To do: Output the records below as a Markdown table with the columns "No." and "Entry," one row per line, skipping any blank lines. Begin at the line that contains "9 patch visible" and stop after the line that contains "[0, 0, 1000, 189]", including nothing outside that span.

Bounding box annotation records:
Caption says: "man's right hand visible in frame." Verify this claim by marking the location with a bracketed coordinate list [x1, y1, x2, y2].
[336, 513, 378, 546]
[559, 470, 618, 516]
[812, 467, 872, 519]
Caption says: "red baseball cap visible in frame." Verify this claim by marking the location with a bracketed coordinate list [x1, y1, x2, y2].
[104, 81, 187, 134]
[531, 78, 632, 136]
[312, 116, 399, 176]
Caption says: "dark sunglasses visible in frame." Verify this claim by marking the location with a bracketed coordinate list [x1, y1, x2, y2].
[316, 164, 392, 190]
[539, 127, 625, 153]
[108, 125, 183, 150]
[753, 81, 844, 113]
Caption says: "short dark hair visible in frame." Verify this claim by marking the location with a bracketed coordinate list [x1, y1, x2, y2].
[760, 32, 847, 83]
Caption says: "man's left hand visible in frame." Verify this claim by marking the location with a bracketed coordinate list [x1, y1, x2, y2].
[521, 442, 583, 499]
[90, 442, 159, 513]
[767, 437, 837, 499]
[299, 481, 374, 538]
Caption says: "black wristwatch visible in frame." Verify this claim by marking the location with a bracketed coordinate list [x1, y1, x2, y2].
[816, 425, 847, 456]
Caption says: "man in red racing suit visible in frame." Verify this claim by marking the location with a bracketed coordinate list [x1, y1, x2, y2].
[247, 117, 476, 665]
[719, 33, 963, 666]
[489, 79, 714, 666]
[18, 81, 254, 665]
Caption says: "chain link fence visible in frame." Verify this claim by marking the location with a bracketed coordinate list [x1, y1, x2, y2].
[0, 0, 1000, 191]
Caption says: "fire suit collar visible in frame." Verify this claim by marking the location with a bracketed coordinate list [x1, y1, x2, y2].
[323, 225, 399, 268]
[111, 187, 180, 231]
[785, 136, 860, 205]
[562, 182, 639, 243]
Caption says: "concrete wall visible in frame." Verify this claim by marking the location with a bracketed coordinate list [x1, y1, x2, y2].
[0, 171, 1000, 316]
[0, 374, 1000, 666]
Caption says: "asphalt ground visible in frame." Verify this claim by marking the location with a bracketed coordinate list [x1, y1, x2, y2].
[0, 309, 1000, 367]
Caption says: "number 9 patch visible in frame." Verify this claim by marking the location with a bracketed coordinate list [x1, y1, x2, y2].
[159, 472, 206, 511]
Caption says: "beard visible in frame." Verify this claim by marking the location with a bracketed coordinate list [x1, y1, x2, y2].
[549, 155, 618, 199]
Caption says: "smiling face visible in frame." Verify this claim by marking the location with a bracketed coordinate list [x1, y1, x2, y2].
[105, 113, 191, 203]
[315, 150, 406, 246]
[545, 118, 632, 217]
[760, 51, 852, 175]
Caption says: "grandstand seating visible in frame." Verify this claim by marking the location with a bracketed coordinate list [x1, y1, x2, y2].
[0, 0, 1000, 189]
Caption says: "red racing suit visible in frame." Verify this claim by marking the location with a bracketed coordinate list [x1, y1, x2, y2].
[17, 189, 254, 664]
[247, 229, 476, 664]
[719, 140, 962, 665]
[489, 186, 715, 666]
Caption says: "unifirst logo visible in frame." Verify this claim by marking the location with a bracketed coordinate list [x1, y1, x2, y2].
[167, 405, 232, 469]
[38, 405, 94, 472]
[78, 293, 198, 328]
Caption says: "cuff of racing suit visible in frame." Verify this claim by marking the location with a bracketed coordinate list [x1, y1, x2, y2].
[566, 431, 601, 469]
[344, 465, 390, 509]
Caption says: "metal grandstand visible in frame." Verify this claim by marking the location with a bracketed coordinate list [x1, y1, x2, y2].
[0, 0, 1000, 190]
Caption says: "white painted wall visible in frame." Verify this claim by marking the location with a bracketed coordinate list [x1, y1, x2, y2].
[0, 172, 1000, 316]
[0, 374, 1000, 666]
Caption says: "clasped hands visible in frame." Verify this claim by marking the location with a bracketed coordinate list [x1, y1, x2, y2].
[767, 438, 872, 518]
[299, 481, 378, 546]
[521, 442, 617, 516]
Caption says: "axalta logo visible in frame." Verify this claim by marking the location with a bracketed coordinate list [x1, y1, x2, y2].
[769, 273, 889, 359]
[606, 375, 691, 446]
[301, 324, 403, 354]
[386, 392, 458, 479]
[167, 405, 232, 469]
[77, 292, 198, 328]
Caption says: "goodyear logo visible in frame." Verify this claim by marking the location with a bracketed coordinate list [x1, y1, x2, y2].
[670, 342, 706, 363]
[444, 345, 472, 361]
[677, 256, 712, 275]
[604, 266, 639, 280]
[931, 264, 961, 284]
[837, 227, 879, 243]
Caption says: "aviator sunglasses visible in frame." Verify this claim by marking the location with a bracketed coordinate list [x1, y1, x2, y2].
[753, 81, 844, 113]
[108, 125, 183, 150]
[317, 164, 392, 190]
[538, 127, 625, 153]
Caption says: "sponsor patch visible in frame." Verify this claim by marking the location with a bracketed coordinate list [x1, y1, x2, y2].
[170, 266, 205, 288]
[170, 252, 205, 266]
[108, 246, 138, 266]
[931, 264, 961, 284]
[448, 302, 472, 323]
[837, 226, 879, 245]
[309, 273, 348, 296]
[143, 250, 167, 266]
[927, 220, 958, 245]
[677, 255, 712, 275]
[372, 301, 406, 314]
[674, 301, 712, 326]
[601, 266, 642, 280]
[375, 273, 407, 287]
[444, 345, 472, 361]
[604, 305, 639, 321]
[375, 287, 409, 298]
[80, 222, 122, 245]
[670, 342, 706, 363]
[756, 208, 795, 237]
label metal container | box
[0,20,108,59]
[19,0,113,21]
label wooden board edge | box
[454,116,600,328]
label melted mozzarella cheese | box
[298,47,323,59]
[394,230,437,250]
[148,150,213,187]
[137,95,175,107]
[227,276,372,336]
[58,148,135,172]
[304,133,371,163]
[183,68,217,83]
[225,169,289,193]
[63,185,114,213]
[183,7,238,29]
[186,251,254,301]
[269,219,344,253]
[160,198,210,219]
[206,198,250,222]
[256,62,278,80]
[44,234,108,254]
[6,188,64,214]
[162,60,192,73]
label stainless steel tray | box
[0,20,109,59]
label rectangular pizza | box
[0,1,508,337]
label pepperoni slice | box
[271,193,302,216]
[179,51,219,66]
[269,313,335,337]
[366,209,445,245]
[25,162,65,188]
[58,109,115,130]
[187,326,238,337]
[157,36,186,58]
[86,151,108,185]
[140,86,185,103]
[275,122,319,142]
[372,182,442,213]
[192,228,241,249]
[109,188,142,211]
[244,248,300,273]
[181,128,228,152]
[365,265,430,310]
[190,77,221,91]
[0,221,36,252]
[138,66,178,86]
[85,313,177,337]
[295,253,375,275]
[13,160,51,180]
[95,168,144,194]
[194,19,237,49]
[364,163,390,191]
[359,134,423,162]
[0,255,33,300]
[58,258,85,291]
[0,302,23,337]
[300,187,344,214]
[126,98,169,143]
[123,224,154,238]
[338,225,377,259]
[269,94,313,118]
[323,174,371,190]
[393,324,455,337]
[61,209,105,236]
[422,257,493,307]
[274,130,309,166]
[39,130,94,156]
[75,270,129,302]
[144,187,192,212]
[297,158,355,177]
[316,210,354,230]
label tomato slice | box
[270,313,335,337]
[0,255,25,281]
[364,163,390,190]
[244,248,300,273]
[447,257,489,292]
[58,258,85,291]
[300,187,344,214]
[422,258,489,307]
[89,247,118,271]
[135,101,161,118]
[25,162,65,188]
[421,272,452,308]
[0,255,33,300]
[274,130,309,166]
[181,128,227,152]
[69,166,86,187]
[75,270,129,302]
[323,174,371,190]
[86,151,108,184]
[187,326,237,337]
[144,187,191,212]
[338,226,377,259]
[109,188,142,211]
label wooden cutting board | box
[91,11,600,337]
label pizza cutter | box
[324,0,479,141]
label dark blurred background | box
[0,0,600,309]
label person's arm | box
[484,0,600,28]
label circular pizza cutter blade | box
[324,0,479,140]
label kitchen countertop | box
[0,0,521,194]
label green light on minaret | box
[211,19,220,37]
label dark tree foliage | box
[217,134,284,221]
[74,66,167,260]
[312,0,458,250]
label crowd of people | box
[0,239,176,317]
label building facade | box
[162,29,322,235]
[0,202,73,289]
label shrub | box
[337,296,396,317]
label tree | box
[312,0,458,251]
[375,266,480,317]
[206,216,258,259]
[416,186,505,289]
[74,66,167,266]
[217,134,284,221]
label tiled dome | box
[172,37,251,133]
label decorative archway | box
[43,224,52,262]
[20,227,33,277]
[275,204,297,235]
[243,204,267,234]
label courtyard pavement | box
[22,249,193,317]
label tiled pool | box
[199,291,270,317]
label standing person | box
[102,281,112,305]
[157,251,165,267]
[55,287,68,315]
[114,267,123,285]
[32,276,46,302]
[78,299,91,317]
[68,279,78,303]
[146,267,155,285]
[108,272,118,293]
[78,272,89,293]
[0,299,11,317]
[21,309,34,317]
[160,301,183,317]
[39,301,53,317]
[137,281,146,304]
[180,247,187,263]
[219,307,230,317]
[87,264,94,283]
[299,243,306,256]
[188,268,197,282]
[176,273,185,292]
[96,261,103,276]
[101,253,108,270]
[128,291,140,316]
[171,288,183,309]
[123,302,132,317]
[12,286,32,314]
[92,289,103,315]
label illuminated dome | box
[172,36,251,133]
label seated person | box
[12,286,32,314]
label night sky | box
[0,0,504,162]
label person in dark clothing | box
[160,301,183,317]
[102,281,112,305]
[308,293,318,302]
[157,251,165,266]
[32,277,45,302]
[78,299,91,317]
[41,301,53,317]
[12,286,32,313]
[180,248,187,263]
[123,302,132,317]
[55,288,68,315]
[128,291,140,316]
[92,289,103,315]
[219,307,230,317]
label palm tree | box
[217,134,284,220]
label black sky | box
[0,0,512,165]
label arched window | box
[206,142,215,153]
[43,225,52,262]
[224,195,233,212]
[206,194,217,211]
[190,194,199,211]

Output of the task:
| No. | Entry |
|---|---|
| 1 | Caption says: "number 9 patch visible in frame." Verify this claim by marking the location with a bracketed coordinate list [x1, y1, x2, y2]. |
| 2 | [159, 472, 206, 511] |
| 3 | Caption says: "beard visible in frame." Verify this claim by marking the location with a bracketed coordinate list [x1, y1, x2, y2]. |
| 4 | [549, 155, 618, 199] |
| 5 | Caption says: "smiling face visible in frame." Verify this claim by marking the location with a bracketed coordinate list [x1, y1, x2, y2]. |
| 6 | [105, 113, 191, 203] |
| 7 | [315, 150, 406, 246] |
| 8 | [545, 118, 632, 217] |
| 9 | [760, 51, 852, 175] |
| 10 | Caption says: "grandstand seating visible in frame." Verify this claim by marking the location with a bracketed coordinate list [x1, y1, x2, y2]. |
| 11 | [0, 0, 1000, 189] |